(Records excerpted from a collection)
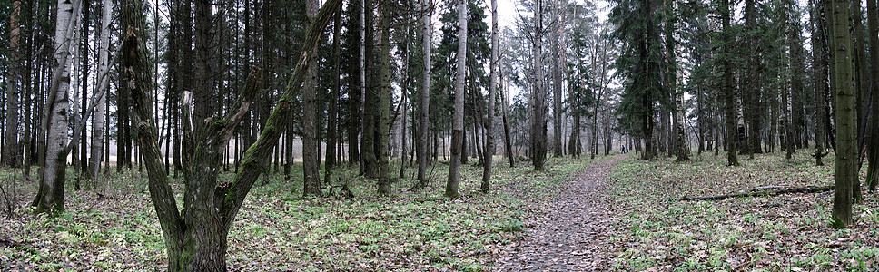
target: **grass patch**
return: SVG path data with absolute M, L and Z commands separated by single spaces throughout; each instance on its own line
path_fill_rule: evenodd
M 740 157 L 726 167 L 725 156 L 706 153 L 693 161 L 629 158 L 611 173 L 614 213 L 619 220 L 613 260 L 625 270 L 875 270 L 879 238 L 876 196 L 865 192 L 856 205 L 857 223 L 829 227 L 833 192 L 752 197 L 719 201 L 677 201 L 762 186 L 833 184 L 833 155 L 825 166 L 799 152 Z M 864 176 L 862 176 L 863 180 Z M 875 232 L 874 230 L 874 232 Z
M 546 171 L 529 165 L 509 168 L 495 160 L 492 189 L 479 189 L 482 168 L 461 168 L 461 197 L 443 197 L 448 166 L 429 170 L 430 183 L 411 189 L 415 169 L 391 185 L 390 197 L 376 196 L 375 180 L 357 170 L 334 170 L 331 188 L 347 184 L 354 197 L 302 199 L 301 165 L 292 179 L 273 173 L 249 193 L 229 235 L 232 270 L 426 270 L 490 269 L 498 254 L 525 235 L 535 207 L 551 199 L 573 175 L 595 160 L 550 159 Z M 399 170 L 400 162 L 391 164 Z M 73 170 L 68 177 L 74 177 Z M 321 174 L 322 174 L 321 170 Z M 396 173 L 396 171 L 395 171 Z M 16 176 L 18 175 L 18 176 Z M 94 189 L 66 192 L 58 217 L 32 215 L 28 201 L 36 184 L 14 170 L 15 215 L 3 215 L 4 238 L 21 247 L 0 246 L 0 270 L 153 270 L 166 266 L 164 241 L 146 188 L 145 173 L 111 173 Z M 231 179 L 224 172 L 222 179 Z M 71 178 L 73 179 L 73 178 Z M 180 192 L 182 181 L 172 181 Z M 328 189 L 329 191 L 329 189 Z M 182 199 L 178 199 L 182 205 Z

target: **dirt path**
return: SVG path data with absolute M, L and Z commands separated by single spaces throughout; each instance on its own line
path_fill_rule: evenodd
M 544 213 L 526 222 L 526 238 L 508 248 L 495 264 L 500 271 L 607 270 L 613 252 L 604 233 L 613 219 L 606 199 L 610 169 L 626 156 L 600 161 L 578 174 Z

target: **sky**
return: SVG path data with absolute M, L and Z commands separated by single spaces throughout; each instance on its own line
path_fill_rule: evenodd
M 491 10 L 490 10 L 490 0 L 484 0 L 485 6 L 489 7 L 488 15 L 486 16 L 486 24 L 489 26 L 491 25 Z M 514 28 L 516 25 L 516 20 L 519 15 L 517 9 L 520 8 L 519 5 L 519 0 L 498 0 L 498 24 L 500 28 L 509 27 Z M 576 0 L 582 3 L 582 0 Z M 607 21 L 607 14 L 610 12 L 610 4 L 606 0 L 597 0 L 596 4 L 596 15 L 598 16 L 599 21 Z M 436 21 L 434 21 L 436 22 Z M 510 85 L 510 97 L 516 97 L 519 92 L 521 92 L 519 86 Z M 510 99 L 512 102 L 512 99 Z

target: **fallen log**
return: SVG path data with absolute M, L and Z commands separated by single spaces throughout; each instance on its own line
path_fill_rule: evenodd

* WORK TO DO: Please copy out all of the data above word for word, leaving the pictures out.

* THE COMPLETED TASK:
target: **grass patch**
return: SVG path data with absolute M, L and Z commands separated by single spaces throughout; each instance on its own line
path_fill_rule: evenodd
M 740 157 L 726 167 L 725 156 L 706 153 L 693 161 L 629 158 L 611 173 L 614 213 L 619 220 L 613 260 L 625 270 L 875 270 L 879 238 L 876 196 L 865 192 L 856 205 L 857 223 L 829 227 L 833 192 L 752 197 L 719 201 L 677 201 L 762 186 L 833 184 L 833 155 L 825 166 L 799 152 Z M 864 176 L 862 176 L 863 180 Z M 875 232 L 874 230 L 874 232 Z
M 546 171 L 529 165 L 509 168 L 495 160 L 492 189 L 479 189 L 482 168 L 461 168 L 461 197 L 443 197 L 448 166 L 429 170 L 430 183 L 411 189 L 415 169 L 391 185 L 390 197 L 376 196 L 375 180 L 357 170 L 334 170 L 331 188 L 347 184 L 354 197 L 302 199 L 301 165 L 292 179 L 273 173 L 249 193 L 229 235 L 232 270 L 426 270 L 490 269 L 498 254 L 525 235 L 535 207 L 551 199 L 573 175 L 595 160 L 550 159 Z M 399 170 L 400 162 L 391 164 Z M 73 170 L 68 177 L 74 177 Z M 321 174 L 322 174 L 321 170 Z M 396 173 L 396 171 L 395 171 Z M 16 176 L 18 175 L 18 176 Z M 94 189 L 66 192 L 58 217 L 32 215 L 28 201 L 36 184 L 14 170 L 15 215 L 3 215 L 4 238 L 21 247 L 0 246 L 0 270 L 153 270 L 166 266 L 164 241 L 146 188 L 145 173 L 111 173 Z M 231 179 L 224 172 L 222 179 Z M 71 178 L 73 179 L 73 178 Z M 180 192 L 182 181 L 172 181 Z M 328 189 L 329 191 L 329 189 Z M 182 199 L 178 199 L 182 205 Z

target: **dirt path**
return: SVG path data with absolute M, L and Z commands separated by single spaces throughout; each instance on its own line
path_fill_rule: evenodd
M 544 213 L 526 222 L 526 238 L 508 248 L 495 264 L 500 271 L 607 270 L 613 252 L 604 233 L 613 219 L 606 199 L 610 169 L 626 156 L 600 161 L 578 174 Z

target: **sky**
return: SVG path data with absolute M, L and Z commands separated by single spaces throughout; each instance on its own line
path_fill_rule: evenodd
M 491 10 L 490 10 L 490 0 L 484 0 L 485 6 L 489 7 L 488 15 L 486 16 L 486 24 L 489 26 L 491 25 Z M 514 28 L 516 25 L 516 20 L 519 15 L 517 9 L 520 8 L 519 5 L 519 0 L 498 0 L 498 24 L 500 28 L 509 27 Z M 576 0 L 582 3 L 582 0 Z M 607 21 L 607 14 L 610 12 L 610 4 L 606 0 L 597 0 L 596 4 L 596 15 L 598 16 L 599 21 Z M 436 21 L 434 21 L 436 22 Z M 510 85 L 510 97 L 516 97 L 519 92 L 521 92 L 519 86 Z M 510 99 L 512 102 L 512 99 Z

target: **fallen log**
return: SVG path data with absolute M, L and Z commands separated by single spaces throughout; each instance on its own line
path_fill_rule: evenodd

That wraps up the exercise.